[Object point labels]
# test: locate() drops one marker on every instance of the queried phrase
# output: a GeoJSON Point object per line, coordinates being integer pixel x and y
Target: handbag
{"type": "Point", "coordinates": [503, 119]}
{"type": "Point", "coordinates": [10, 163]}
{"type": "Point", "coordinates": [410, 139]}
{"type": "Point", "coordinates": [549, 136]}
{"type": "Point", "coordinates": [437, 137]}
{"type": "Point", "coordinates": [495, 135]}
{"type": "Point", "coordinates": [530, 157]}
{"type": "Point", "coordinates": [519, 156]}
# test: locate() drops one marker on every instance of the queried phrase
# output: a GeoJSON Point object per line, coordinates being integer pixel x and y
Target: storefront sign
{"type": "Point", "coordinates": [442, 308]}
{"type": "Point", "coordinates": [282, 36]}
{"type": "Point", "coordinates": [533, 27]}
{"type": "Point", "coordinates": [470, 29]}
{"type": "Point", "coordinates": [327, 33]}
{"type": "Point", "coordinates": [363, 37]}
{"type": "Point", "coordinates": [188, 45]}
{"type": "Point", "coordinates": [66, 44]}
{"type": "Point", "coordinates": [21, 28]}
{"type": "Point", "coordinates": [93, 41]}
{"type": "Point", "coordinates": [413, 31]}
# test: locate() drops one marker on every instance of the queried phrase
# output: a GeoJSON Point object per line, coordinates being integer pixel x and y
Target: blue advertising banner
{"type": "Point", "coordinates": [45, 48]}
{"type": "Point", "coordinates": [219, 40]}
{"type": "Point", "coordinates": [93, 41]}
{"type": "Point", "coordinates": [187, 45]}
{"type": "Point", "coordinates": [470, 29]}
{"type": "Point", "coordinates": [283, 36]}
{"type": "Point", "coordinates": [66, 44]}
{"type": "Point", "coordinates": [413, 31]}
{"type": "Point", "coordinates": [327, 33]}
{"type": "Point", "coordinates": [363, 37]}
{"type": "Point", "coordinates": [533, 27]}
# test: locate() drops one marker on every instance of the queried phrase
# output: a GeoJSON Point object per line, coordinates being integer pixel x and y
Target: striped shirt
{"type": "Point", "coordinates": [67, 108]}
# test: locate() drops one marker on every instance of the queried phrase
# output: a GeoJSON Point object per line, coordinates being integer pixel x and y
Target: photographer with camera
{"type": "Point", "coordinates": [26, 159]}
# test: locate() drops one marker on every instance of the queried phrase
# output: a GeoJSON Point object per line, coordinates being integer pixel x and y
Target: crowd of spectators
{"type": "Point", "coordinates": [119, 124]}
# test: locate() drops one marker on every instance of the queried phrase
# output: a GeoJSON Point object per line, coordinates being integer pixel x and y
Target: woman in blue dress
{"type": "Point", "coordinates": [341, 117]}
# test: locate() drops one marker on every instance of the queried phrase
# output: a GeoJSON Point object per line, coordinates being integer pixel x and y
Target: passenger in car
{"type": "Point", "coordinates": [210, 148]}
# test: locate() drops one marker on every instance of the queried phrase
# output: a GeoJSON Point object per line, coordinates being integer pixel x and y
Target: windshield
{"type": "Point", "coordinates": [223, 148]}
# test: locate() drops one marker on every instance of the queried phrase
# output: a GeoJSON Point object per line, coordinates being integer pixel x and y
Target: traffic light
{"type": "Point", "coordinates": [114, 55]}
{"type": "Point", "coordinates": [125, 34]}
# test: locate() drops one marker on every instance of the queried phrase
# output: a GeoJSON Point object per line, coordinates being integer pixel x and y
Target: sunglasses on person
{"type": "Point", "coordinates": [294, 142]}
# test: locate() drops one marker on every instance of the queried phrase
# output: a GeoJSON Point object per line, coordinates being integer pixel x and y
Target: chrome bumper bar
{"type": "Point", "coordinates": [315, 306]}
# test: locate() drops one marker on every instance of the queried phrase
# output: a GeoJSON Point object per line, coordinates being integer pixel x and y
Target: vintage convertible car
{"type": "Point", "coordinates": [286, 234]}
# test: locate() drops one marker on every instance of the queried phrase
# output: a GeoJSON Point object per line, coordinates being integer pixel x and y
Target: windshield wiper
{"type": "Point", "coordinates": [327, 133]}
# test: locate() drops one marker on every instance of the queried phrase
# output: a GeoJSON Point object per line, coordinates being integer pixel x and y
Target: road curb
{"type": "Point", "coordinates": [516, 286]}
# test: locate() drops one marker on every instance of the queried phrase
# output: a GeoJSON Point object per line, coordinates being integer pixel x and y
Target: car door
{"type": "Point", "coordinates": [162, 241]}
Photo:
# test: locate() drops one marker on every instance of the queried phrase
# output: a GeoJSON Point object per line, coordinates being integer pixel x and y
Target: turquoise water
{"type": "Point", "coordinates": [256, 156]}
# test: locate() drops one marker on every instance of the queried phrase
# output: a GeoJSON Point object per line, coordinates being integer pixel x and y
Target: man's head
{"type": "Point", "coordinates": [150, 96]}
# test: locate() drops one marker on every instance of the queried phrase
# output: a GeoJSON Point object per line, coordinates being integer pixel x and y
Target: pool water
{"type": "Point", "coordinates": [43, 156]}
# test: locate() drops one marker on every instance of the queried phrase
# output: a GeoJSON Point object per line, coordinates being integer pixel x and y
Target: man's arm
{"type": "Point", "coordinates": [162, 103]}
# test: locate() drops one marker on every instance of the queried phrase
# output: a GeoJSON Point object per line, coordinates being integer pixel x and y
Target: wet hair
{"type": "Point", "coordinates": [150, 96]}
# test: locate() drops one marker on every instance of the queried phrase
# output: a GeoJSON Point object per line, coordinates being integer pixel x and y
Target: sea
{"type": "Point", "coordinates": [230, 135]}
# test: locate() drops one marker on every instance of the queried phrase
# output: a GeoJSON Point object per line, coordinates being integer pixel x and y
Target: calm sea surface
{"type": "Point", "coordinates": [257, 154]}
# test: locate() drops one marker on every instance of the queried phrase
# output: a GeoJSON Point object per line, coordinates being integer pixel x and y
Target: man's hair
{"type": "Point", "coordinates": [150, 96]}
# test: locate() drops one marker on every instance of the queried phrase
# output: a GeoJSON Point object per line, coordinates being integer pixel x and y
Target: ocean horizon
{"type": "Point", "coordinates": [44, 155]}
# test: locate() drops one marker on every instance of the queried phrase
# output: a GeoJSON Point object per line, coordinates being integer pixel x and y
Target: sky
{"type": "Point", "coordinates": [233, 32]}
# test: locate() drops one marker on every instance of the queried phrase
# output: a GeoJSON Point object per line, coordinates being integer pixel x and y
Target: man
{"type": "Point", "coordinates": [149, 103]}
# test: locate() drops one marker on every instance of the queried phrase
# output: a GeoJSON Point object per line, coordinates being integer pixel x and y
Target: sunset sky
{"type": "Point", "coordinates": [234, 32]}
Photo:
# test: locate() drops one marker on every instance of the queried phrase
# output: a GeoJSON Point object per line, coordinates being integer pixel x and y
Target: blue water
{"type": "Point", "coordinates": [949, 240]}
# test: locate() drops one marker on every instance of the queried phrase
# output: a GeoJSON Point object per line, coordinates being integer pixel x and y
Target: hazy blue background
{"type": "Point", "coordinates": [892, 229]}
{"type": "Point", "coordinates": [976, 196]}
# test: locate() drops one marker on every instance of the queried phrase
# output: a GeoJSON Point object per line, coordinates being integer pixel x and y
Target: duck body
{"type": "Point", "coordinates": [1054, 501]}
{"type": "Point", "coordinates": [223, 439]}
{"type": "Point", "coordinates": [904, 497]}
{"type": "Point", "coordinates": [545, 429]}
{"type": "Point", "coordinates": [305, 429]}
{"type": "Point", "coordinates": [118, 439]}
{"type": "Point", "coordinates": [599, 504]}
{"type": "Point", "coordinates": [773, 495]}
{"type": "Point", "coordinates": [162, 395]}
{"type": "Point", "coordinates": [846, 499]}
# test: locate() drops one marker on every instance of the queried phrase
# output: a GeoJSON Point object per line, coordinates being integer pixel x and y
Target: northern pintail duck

TASK DESCRIPTION =>
State how many lines in the rows above contain the string "windshield", and give only the number.

CORRECT ANSWER =>
2